** Exercise goal **
From the line containing "Target: hammer head" to the end of the records below, output each line exactly; include both ends and nothing else.
(Data listing)
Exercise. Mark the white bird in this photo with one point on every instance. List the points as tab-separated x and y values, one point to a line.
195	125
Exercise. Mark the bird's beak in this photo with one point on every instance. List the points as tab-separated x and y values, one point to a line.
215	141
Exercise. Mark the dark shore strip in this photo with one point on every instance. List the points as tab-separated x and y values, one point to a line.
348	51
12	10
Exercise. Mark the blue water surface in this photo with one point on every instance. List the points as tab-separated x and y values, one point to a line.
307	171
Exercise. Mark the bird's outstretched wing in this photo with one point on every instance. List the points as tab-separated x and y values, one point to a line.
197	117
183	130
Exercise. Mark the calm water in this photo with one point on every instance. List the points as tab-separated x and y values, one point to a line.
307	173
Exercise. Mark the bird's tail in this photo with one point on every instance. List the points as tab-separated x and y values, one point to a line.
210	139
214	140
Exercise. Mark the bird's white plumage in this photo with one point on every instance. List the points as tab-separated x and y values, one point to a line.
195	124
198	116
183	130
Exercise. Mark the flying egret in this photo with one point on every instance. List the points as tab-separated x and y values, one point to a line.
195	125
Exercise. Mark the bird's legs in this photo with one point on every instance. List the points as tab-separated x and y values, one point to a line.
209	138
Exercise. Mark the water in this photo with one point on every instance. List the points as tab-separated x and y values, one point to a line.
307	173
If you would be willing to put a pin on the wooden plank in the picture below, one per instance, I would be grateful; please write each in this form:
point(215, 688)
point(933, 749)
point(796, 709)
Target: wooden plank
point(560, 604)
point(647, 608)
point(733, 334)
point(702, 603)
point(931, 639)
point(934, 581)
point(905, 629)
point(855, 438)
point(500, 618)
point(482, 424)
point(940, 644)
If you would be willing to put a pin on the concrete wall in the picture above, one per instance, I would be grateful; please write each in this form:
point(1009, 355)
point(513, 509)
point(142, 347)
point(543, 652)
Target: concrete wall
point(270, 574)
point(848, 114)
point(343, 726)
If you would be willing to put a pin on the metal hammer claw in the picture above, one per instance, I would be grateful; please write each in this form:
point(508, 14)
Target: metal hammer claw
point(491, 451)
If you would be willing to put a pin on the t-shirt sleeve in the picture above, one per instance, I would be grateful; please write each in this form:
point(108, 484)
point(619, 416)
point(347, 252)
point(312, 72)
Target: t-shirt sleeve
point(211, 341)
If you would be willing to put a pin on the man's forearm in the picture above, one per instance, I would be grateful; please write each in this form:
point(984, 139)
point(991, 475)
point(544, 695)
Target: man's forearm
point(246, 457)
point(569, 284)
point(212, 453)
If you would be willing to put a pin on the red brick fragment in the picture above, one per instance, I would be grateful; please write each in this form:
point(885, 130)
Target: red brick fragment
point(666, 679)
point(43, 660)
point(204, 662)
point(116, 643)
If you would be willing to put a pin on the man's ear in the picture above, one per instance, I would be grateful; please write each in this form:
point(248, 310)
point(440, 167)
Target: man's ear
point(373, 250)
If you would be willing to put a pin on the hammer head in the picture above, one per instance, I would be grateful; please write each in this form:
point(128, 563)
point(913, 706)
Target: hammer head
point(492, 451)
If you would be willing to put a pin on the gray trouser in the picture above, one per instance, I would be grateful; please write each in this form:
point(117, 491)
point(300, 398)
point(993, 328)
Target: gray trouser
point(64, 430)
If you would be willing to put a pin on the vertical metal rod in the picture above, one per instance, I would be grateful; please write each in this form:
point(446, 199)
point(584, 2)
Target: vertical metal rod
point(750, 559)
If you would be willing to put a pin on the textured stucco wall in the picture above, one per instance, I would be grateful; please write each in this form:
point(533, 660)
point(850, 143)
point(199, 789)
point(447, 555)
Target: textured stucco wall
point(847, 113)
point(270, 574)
(End Data listing)
** Answer area **
Target: hammer head
point(492, 451)
If you would be willing to put a pin on the gray trouser in the picture above, one per instance, I would be grateful; please write each in this form:
point(117, 491)
point(300, 398)
point(993, 328)
Target: gray trouser
point(64, 430)
If you would be willing to put a pin on the vertical metal rod in the picture above, one per instance, I would be grateful; please write each in this form:
point(446, 199)
point(584, 2)
Target: vertical metal rod
point(750, 559)
If you would be willing to put a pin on the textured stucco wall in the picture above, one per instance, I would be grateful; please write each in this form:
point(533, 660)
point(850, 143)
point(199, 789)
point(447, 555)
Target: textured stucco wall
point(847, 113)
point(270, 574)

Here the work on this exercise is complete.